/---

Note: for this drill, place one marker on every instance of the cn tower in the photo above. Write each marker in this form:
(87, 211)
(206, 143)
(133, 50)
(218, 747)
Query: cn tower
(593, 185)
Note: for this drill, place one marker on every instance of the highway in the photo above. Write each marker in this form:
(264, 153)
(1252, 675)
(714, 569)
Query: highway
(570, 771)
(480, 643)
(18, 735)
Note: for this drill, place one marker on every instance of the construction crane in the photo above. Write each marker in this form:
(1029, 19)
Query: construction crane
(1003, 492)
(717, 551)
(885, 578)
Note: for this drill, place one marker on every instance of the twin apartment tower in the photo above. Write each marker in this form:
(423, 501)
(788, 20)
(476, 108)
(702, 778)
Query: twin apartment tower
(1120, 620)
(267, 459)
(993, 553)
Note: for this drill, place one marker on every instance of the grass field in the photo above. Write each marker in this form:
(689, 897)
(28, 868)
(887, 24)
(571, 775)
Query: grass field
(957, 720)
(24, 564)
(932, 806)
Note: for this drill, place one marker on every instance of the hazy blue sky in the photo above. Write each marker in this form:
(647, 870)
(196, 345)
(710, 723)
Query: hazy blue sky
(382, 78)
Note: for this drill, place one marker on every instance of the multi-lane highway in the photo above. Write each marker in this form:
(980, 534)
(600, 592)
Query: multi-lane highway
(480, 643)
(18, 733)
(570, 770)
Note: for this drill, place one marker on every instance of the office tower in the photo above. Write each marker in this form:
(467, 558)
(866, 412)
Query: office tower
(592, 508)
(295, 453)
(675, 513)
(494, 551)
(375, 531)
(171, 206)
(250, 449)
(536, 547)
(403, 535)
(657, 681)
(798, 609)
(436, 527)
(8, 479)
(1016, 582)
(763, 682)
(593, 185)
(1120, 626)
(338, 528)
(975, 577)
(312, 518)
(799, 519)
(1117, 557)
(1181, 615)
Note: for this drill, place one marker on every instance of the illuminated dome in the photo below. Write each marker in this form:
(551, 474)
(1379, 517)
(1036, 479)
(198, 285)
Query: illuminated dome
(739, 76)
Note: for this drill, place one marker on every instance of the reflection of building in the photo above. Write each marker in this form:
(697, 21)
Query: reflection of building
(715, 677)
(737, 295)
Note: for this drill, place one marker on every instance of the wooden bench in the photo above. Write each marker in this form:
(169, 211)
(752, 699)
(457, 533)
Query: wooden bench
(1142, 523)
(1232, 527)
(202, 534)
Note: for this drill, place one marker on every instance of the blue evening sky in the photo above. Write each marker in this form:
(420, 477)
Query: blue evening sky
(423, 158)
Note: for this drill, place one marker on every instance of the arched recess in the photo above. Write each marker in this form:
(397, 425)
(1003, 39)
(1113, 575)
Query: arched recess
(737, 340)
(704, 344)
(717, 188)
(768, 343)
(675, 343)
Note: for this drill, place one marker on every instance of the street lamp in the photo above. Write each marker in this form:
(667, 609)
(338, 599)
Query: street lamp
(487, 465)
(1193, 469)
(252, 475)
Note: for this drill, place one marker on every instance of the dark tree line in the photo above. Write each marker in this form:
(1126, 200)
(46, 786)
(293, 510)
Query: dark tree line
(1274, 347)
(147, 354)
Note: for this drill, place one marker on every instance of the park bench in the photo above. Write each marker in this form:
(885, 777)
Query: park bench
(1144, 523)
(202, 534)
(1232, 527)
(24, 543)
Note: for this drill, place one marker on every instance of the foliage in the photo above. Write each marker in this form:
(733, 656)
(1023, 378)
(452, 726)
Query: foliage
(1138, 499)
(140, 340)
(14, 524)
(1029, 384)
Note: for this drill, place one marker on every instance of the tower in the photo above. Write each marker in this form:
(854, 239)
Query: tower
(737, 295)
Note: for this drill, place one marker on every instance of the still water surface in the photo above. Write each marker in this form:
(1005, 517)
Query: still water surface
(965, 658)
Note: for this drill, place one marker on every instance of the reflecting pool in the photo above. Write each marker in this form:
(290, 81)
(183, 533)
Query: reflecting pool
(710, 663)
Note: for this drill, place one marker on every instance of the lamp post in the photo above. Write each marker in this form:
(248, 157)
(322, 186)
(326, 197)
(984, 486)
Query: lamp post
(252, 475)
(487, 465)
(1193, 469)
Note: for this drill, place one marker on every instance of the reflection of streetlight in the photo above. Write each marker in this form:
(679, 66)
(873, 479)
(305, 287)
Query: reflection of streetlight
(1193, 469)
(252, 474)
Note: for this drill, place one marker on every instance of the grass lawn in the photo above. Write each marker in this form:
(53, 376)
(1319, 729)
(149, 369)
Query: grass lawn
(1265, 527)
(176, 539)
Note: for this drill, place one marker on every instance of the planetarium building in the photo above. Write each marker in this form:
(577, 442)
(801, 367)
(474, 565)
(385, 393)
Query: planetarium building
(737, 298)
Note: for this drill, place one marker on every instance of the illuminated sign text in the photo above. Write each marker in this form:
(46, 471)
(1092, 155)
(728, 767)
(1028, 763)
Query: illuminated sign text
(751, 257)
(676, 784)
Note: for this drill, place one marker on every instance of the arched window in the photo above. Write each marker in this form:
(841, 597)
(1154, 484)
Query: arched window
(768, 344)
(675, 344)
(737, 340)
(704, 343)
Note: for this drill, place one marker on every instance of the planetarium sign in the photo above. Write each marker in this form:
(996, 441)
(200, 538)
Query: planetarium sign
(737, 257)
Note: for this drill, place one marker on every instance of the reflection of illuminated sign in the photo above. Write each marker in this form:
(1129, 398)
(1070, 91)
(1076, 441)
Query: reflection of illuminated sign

\---

(Exercise objective): Every entry, from first to last, should be written out exactly.

(Exercise answer):
Note: for this drill, place one marker on every instance of the cn tower in the photo above. Write each marker in this form:
(87, 211)
(206, 143)
(133, 50)
(218, 747)
Query: cn tower
(593, 185)
Note: for this drill, place one marker on every instance of the highway in the photo above. Write each marker in this form:
(264, 153)
(1252, 675)
(714, 569)
Query: highway
(570, 771)
(480, 643)
(18, 735)
Note: for this drill, place one marker on every instance of the construction crane in the photo above. Write each marker in this form:
(1029, 19)
Query: construction crane
(1003, 492)
(717, 551)
(885, 578)
Note: for this drill, place one marker on every instance of the twin apartment tower in the photo above. Write each marker in this form:
(423, 501)
(788, 20)
(476, 108)
(702, 778)
Query: twin apartment tower
(1120, 620)
(267, 459)
(993, 553)
Note: for this drill, place one marker on every instance of the grass field in the photo above. Write each marker in this form:
(689, 897)
(28, 868)
(887, 24)
(571, 775)
Query: grass field
(957, 720)
(24, 564)
(932, 806)
Note: for this drill, place one marker on every instance of the hazy blue sky in the photo above. Write each marker in this form:
(647, 870)
(196, 345)
(710, 723)
Query: hazy blue sky
(382, 78)
Note: for this drill, place one marker on every instance of the multi-lane highway in the photo above. Write each marker in this form:
(980, 534)
(600, 592)
Query: multi-lane highway
(480, 643)
(18, 733)
(570, 770)
Note: for this drill, place one marker on every instance of the office tower in the photo above. Write each marker in this form:
(467, 558)
(866, 412)
Query: office tower
(592, 508)
(295, 453)
(675, 513)
(494, 551)
(375, 531)
(171, 206)
(250, 449)
(536, 547)
(403, 535)
(657, 681)
(798, 609)
(436, 527)
(8, 479)
(1016, 582)
(763, 682)
(593, 185)
(1120, 626)
(338, 528)
(975, 577)
(312, 518)
(799, 519)
(1117, 557)
(1181, 615)
Note: for this drill, place one marker on every instance of the illuminated dome in the photo below. Write each marker in this form:
(551, 474)
(1379, 517)
(1036, 479)
(198, 285)
Query: illuminated dome
(739, 76)
Note: for this drill, place one marker on every instance of the reflection of building in the photo above. Write each marker in this form:
(697, 21)
Query: reflection of building
(715, 677)
(737, 295)
Note: for this drill, place one marker on every instance of the wooden bench in the photo above. Write each marker in this form:
(169, 211)
(752, 699)
(457, 533)
Query: wooden bench
(1142, 523)
(1232, 527)
(202, 534)
Note: for this drill, place one marker on every instance of the blue evening sky in the photo above. Write each marker in this form:
(420, 477)
Query: blue evening sky
(423, 158)
Note: for this drill, place one marker on every instance of the arched recess in the photo above. Write each marker in this form:
(397, 425)
(1003, 39)
(1113, 575)
Query: arched recess
(737, 340)
(704, 344)
(717, 188)
(768, 343)
(675, 343)
Note: for this drill, place one marker on every instance of the street lamp in the photo above. Write each marker in this form:
(667, 609)
(338, 599)
Query: street lamp
(487, 465)
(1193, 469)
(252, 475)
Note: for this drill, place one marker on every instance of the dark tree line in the photo above. Write each marker in this form:
(1126, 200)
(46, 786)
(293, 510)
Query: dark tree line
(1274, 347)
(147, 354)
Note: for this drill, place one marker on every instance of the park bench in the photo above. Write each marker in this form:
(885, 777)
Query: park bench
(1144, 523)
(202, 534)
(1232, 527)
(24, 543)
Note: for this drill, place one marker on every instance of the foliage in the photo above. Write each marker in this form:
(733, 656)
(1023, 378)
(452, 726)
Query: foliage
(1138, 499)
(140, 340)
(14, 524)
(1029, 384)
Note: for this drill, place one marker on every instance of the tower in the photo above. Write each marker in this form:
(854, 239)
Query: tower
(737, 295)
Note: for this drill, place one marker on every instance of the still water surface in the photo above. Write each marker in this form:
(1005, 517)
Query: still water surface
(965, 658)
Note: for this drill, place one marker on every instance of the reflecting pool in the photo above. Write each marker in this form:
(290, 81)
(183, 533)
Query: reflecting pool
(710, 663)
Note: for this drill, place one marker on every instance of the lamp post in the photo above. Write each marker in this form:
(248, 157)
(322, 186)
(326, 197)
(984, 486)
Query: lamp post
(252, 475)
(487, 465)
(1193, 469)
Note: for this drill, place one marker on every instance of the reflection of streetlight in the photo above. Write each marker in this form:
(679, 66)
(873, 479)
(305, 287)
Query: reflection of streetlight
(1193, 469)
(252, 474)
Note: for this drill, place one marker on every instance of the grass lawn in the photo above. Write each marker in this form:
(53, 376)
(1319, 729)
(149, 369)
Query: grass lawn
(1265, 527)
(176, 539)
Note: for this drill, place one marker on every instance of the planetarium building in the photo above. Write each marker in this form:
(577, 442)
(801, 367)
(474, 565)
(385, 393)
Query: planetarium building
(737, 298)
Note: for this drill, place one marker on every instance of the illuminated sign text in the photo above. Write each marker in this form:
(46, 471)
(1092, 155)
(728, 767)
(1028, 763)
Query: illuminated sign text
(751, 257)
(676, 784)
Note: for this drill, place one marker on every instance of the arched window in the photo above. Write each marker in this form:
(841, 597)
(1154, 484)
Query: arched window
(768, 344)
(675, 344)
(737, 340)
(704, 343)
Note: for this drill, place one marker on every instance of the planetarium sign in the photo above. Write each marker in this form:
(996, 441)
(200, 538)
Query: planetarium sign
(737, 257)
Note: for this drill, place one marker on every instance of the reflection of illuminated sign in the photo above. Write each marker in this form:
(1129, 398)
(1070, 91)
(1076, 441)
Query: reflection of illuminated sign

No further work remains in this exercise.